_Material to process_.
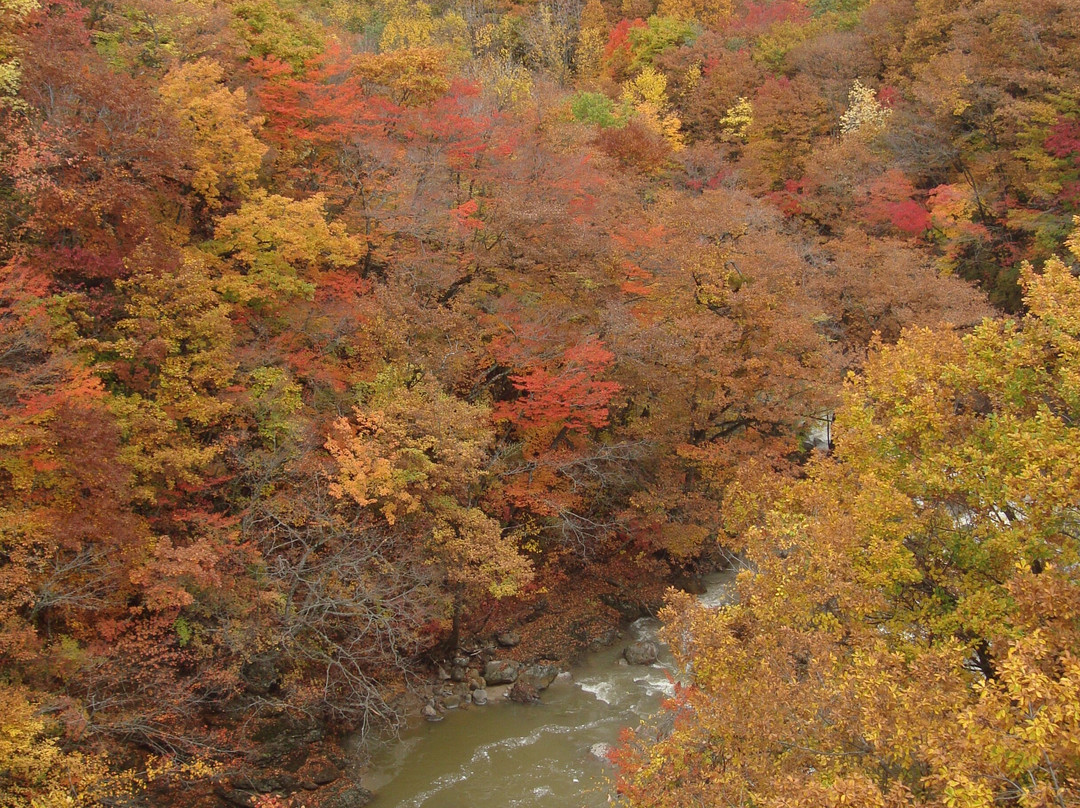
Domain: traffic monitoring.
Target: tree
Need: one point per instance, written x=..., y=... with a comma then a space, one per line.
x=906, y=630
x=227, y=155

--

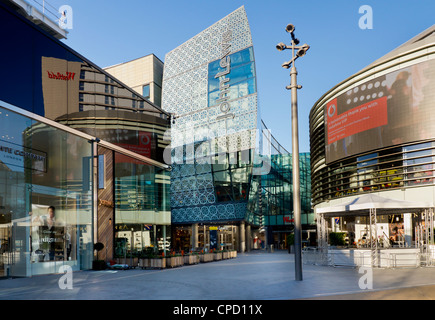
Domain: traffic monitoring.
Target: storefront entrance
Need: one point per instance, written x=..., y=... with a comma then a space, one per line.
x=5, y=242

---

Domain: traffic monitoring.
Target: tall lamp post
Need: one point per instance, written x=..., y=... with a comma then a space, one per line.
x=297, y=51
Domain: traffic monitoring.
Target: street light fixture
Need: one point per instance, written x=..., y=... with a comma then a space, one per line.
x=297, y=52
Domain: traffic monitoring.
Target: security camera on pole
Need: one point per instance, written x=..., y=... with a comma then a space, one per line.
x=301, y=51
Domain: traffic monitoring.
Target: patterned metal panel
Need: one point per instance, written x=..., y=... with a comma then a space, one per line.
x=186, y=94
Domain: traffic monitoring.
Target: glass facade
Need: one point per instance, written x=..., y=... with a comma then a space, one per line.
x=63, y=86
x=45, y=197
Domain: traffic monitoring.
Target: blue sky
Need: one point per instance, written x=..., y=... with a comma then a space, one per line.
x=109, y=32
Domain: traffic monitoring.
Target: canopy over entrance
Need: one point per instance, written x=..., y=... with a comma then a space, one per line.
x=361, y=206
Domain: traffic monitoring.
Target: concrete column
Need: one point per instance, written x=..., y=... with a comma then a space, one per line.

_Task objective_.
Gather every line in the records above that contains the word "Target" and copy each of those lines in full.

_Solution below_.
Target: tree
Target: storefront entrance
Target: tall lamp post
Target: street light fixture
Target: security camera on pole
Target: patterned metal panel
Target: glass facade
Target: blue sky
Target: canopy over entrance
Target: concrete column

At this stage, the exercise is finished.